## begin QUOTED TEXT

Dale-Gudbrand's farm (Dale-Gudbrands gard) is a historical site in Hundorp in Sør-Fron Municipality in the Gudbrandsdalen valley of Eastern Norway. It was selected as the millennium site (see Millennium site) for Oppland county and for Sør-Fron Municipality in 1999. The farm lies in the middle of a major tumulus area dating back to the Iron Age. In 1755 Gerhard Schøning described five large grave mounds there as one of them was being removed. Now four of them remain; with diameters between 23 and 32 m, they are undoubtedly the largest in the Gudbrand Valley. In addition to the mounds, there is a square ring of stones and the remains of a round ring of stones at the site. There are also two medium-sized tumuli at the neighboring Hjetlund farm associated with the large tumuli at Hundorp.

## end QUOTED TEXT

## TASK REQUIREMENTS
1. In what year was the site in the farm passage chosen as the millennium site?
2. Please write out the part of the farm passage that opens with the words "Dale-Gudbrand's farm (Dale-Gudbrands" and closes with "tumuli at Hundorp.", substituting "burial mounds" for "grave mounds".
The listing that comes next is separate material unrelated to the farm passage.

## begin DATA SHOWN

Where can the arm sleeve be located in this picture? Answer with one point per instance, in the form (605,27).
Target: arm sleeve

## end DATA SHOWN

## SOLUTIONS TO EACH TASK
1. 1999

2.
Dale-Gudbrand's farm (Dale-Gudbrands gard) is a historical site in Hundorp in Sør-Fron Municipality in the Gudbrandsdalen valley of Eastern Norway. It was selected as the millennium site (see Millennium site) for Oppland county and for Sør-Fron Municipality in 1999. The farm lies in the middle of a major tumulus area dating back to the Iron Age. In 1755 Gerhard Schøning described five large burial mounds there as one of them was being removed. Now four of them remain; with diameters between 23 and 32 m, they are undoubtedly the largest in the Gudbrand Valley. In addition to the mounds, there is a square ring of stones and the remains of a round ring of stones at the site. There are also two medium-sized tumuli at the neighboring Hjetlund farm associated with the large tumuli at Hundorp.